В начале 1910 года Роллан получил орден Почетного легиона. Это вызвало новую лавину дружеских читательских посланий. При этом Роллана немало позабавило, что среди первых горячих поздравителей оказались некоторые влиятельные лица парижского артистического и журналистского мира, — по сути дела, именно те, кого он заклеймил в пятой книге своего романа. Автор «Жан-Кристофа» мог чувствовать гордость: подобно своему герою, он не подчинился парижской «ярмарке», не захотел даже скрыть своей неприязни к ней — и заставил ее склониться перед ним.
Однако его противники вовсе не сложили оружия. В 1913 году, вскоре после выхода последней книги «Жан-Кристофа», во Французской академии разгорелись жаркие споры в связи с кандидатурой Роллана на Большую премию. Писатели консервативно-националистического толка во главе с Бурже и Барресом яростно сопротивлялись награждению Роллана. Но его приверженцы (среди которых самым активным был старый доброжелатель, редактор «Ревю де Пари», историк Лависс) все же одержали верх. Большая премия Французской академии была присвоена писателю, абсолютно чуждому духу «академизма», предельно равнодушному к разного рода официальным почестям.
Одному из неизвестных читателей, выразивших радость по поводу этого награждения, Роллан написал 28 июня 1913 года:
«Спасибо, мосье. Жан-Кристоф не менее вас удивлен своим академическим успехом. Он весело посмеивается и говорит мне: «Вот и доказательство, что я умер!»

* [Исходные данные]:
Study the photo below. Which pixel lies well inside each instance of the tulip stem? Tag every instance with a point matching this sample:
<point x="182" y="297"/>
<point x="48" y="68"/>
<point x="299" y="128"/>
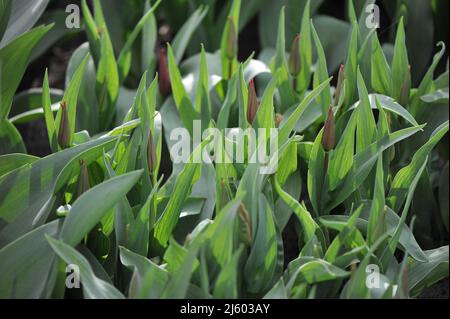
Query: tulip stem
<point x="230" y="68"/>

* [Задания для выполнения]:
- 1) Воспроизведите дословно часть отрывка о Роллане: всё от слов «Однако его противники» и вниз до слов «рода официальным почестям.».
- 2) Оформите все строки исходных данных в виде нумерованного списка, пропустив пустые строки. Изображения в ответ не включайте.

* [Полученные ответы]:
- 1)
Однако его противники вовсе не сложили оружия. В 1913 году, вскоре после выхода последней книги «Жан-Кристофа», во Французской академии разгорелись жаркие споры в связи с кандидатурой Роллана на Большую премию. Писатели консервативно-националистического толка во главе с Бурже и Барресом яростно сопротивлялись награждению Роллана. Но его приверженцы (среди которых самым активным был старый доброжелатель, редактор «Ревю де Пари», историк Лависс) все же одержали верх. Большая премия Французской академии была присвоена писателю, абсолютно чуждому духу «академизма», предельно равнодушному к разного рода официальным почестям.

- 2)
1. Study the photo below. Which pixel lies well inside each instance of the tulip stem? Tag every instance with a point matching this sample:
2. <point x="182" y="297"/>
3. <point x="48" y="68"/>
4. <point x="299" y="128"/>
5. Query: tulip stem
6. <point x="230" y="68"/>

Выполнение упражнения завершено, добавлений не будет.